Page
Weijie: i wish i were back in tekong
me : now?
me : =X
Weijie : yah
Weijie : =(
me : weekend leh... =X
Weijie : at least got ppl
me : now dun have meh?
Weijie: my social life is zero now.
me : hmms..
Weijie : dun you feel lonely?
me : there are always pple around u
me : it's only whether u open ur heart to these pple or not

y issit that i feel i'm juz trying to console myself?
dunno whether how true this statement is... but i guess... it's still true to a certain extent... lolz~













somehow... though i kinda miss work... i dun wanna go back to work now... ha~














cny coming soon! but i'm still coughing like siao... =S cannot anyhow eat pineapple tarts, cuttlefish, aiyah.. all those nice nice food.. esp... bagua!!!! *sobz~* so for todae and tml i'm going to become a 水桶 and start 灌ing water like siao... and pray that i get better by tues... hehez~

05 February 2005

change.

The problem
Carry on the personal blog post above, which covers a chat about missing Tekong and a cough before Chinese New Year, starting after its final line.

Data shown
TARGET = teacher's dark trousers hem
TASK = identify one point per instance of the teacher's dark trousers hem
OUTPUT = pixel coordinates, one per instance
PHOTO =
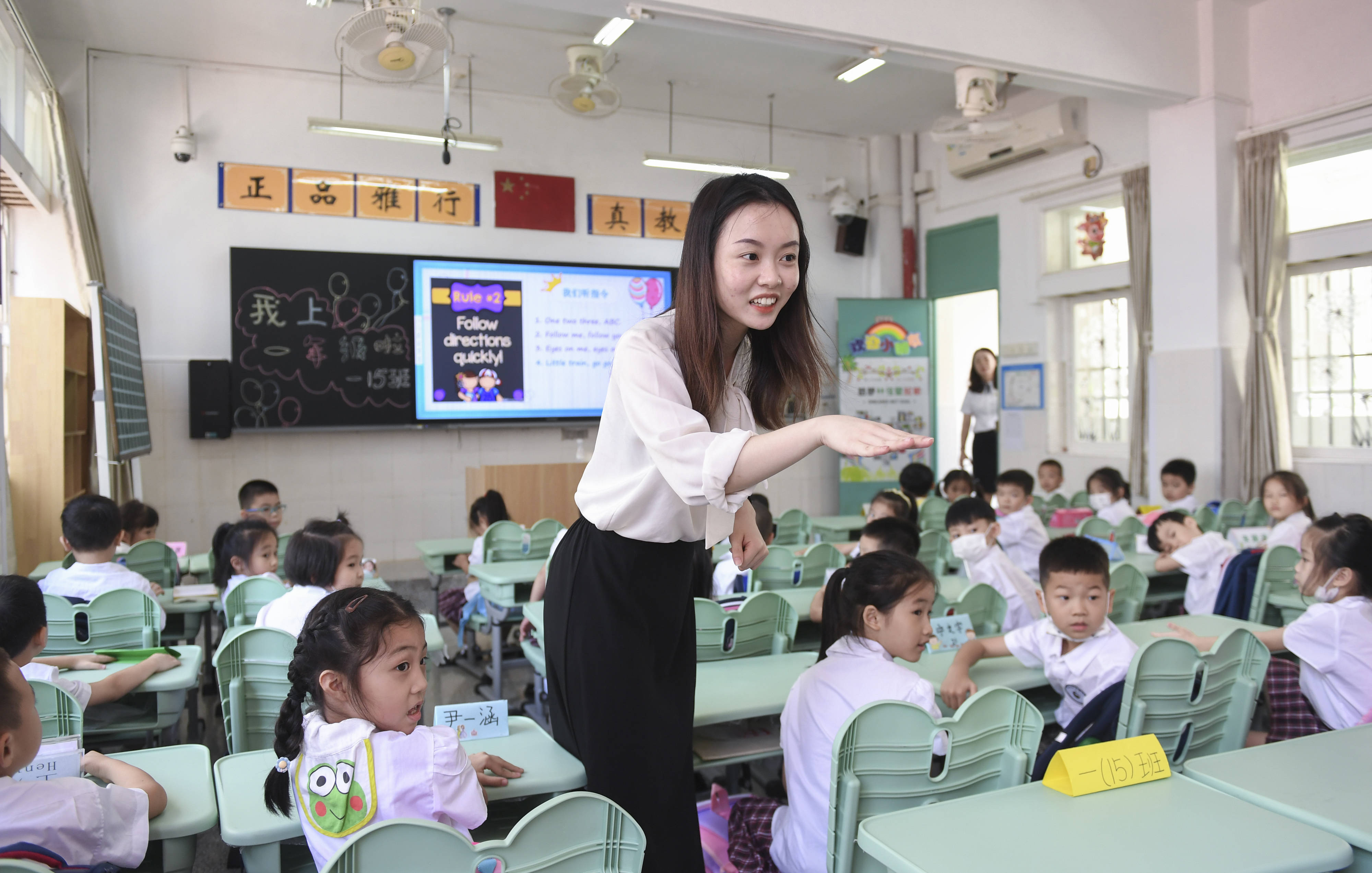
(621, 640)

Written answer
ever since i started working... i realised that i've become extremely selfish...

maybe this is the real me bah.... or maybe it's juz that... once i came out to a totally unfamiliar world.... i've lost my original self...

but.. wad's my original self anyway?

当你感到失落的时候,让人看到你的弱点时,他人便会毫无保留的望你身上踩,蹂躏你。而当你继续保持沉默,不愿走出自己的悲伤,你也就永远只能成为他人的垫脚石,一事无成,或许还会被别人越压越扁,永远也无法翻身。

这一番话听起来好耳熟。。。哈~

okies.... cut the philosophy stuff out...

after work todae *which is getting more and more stressful esp in the face of the cny hols* me went to ... well... essentially i spent the rest of my day shopping... looking for nice wrapping paper, clothes... blah blah blah....

spent time wif my family... realised that i haven't been hanging out wif them enuff... that's y pushed away co and class gatherings... hahaz...

dunno whether i'll get cursed by this though... ha~

den yesterday treated sheila swensons.... lolz~ me eat ice cream... eat until i start coughing non stop... hahahaz.. this is wad we call 以毒攻毒... lolz~

and todae for lunch i ate more fried stuff... that's y i'm coughing even more jialats than b4... =S

haiz...3 more days.... juz another 3 more days to hang in there.... though... i already buay tahan le... sighz~

i wan my hols!!!!!

04 February 2005

slacking away...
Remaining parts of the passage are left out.